▶ [Excerpt]:

I use only some constants in addition to constant valued pointers, which you can replace into their values for a true program, along with C-style comments. I believe with enough patience and macros, any function ala "Largest Number Printable" should be implementable.

// constant definitions
// do not take any space of their own
IN = -1
OUT = -2
NULL = 0

/*
PROGRAM x => x*2^x
*/

LOAD IN         // VALUE = in; COUNTER = in;
SAVE VALUE      //
SAVE COUNTER    //

loop:           // do {

LOAD VALUE      // VALUE *= 2;
SAVE (INC_BY+1) //
INC_BY: ADDT NULL //
SAVE VALUE      //

LOAD COUNTER    // COUNTER--;
ADDT NEGONE     //
SAVE COUNTER    //

JMPN end        // if (COUNTER<=0) break;
JUMP loop       // } while (true)
end:            //

LOAD VALUE      // return VALUE;
SAVE OUT        //
NEGONE: HALT 0  // HALT is -1

COUNTER: NULL   // var COUNTER, VALUE;
VALUE: NULL     // these variables are both trailing 0s, so can be ignored as the tape defaults to 0.

▶ [Exercise goal]:
Repeat the part of the assembly program excerpt between "I use only some" and "should be implementable.", inclusive.

Position annotation records:

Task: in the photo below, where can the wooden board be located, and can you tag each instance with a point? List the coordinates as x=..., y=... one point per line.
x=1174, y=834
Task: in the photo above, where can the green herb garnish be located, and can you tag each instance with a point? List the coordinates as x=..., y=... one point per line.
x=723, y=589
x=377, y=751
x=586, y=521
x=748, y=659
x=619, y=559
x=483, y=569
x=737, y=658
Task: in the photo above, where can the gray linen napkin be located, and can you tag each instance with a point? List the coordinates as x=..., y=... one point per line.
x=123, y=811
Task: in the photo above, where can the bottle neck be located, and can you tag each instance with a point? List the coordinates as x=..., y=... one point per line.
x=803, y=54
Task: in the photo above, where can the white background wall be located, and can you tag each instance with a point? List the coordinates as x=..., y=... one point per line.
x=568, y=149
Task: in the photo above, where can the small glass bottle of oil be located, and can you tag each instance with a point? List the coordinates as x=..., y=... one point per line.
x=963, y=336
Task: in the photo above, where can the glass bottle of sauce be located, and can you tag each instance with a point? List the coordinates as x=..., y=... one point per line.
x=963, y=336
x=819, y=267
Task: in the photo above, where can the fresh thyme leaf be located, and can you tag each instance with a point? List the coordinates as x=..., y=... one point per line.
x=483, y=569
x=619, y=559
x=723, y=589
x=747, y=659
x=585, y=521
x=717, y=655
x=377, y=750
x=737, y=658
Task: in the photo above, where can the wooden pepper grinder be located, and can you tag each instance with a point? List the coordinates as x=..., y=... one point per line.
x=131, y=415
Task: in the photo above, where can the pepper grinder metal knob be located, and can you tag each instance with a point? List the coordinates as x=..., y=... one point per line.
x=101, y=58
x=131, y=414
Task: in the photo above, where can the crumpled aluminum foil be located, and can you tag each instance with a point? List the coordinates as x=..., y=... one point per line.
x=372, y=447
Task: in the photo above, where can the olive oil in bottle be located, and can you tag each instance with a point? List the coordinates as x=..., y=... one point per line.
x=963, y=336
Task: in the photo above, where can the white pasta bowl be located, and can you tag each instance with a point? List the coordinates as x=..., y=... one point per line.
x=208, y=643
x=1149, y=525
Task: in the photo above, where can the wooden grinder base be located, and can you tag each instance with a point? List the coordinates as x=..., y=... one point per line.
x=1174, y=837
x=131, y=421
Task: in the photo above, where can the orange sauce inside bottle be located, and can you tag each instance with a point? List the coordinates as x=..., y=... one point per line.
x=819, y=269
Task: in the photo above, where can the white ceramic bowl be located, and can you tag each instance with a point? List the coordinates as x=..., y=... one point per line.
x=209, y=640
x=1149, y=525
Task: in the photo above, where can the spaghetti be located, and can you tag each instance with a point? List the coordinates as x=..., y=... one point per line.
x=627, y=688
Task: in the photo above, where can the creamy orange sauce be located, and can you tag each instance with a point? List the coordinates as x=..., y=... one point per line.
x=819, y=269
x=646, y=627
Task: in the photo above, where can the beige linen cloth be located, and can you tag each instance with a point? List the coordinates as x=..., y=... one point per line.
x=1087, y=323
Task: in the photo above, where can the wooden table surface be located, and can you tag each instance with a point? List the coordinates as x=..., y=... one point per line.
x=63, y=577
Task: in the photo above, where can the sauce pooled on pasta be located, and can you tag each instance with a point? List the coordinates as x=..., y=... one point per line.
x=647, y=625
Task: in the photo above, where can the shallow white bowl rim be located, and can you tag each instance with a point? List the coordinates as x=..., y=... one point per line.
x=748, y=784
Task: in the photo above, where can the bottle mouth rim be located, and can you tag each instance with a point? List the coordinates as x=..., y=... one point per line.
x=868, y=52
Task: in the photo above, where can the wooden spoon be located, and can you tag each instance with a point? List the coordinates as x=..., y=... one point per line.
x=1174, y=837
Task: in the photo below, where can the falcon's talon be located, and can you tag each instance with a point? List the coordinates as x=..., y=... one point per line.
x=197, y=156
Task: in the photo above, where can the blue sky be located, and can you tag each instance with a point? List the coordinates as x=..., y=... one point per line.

▶ [Exercise solution]:
I use only some constants in addition to constant valued pointers, which you can replace into their values for a true program, along with C-style comments. I believe with enough patience and macros, any function ala "Largest Number Printable" should be implementable.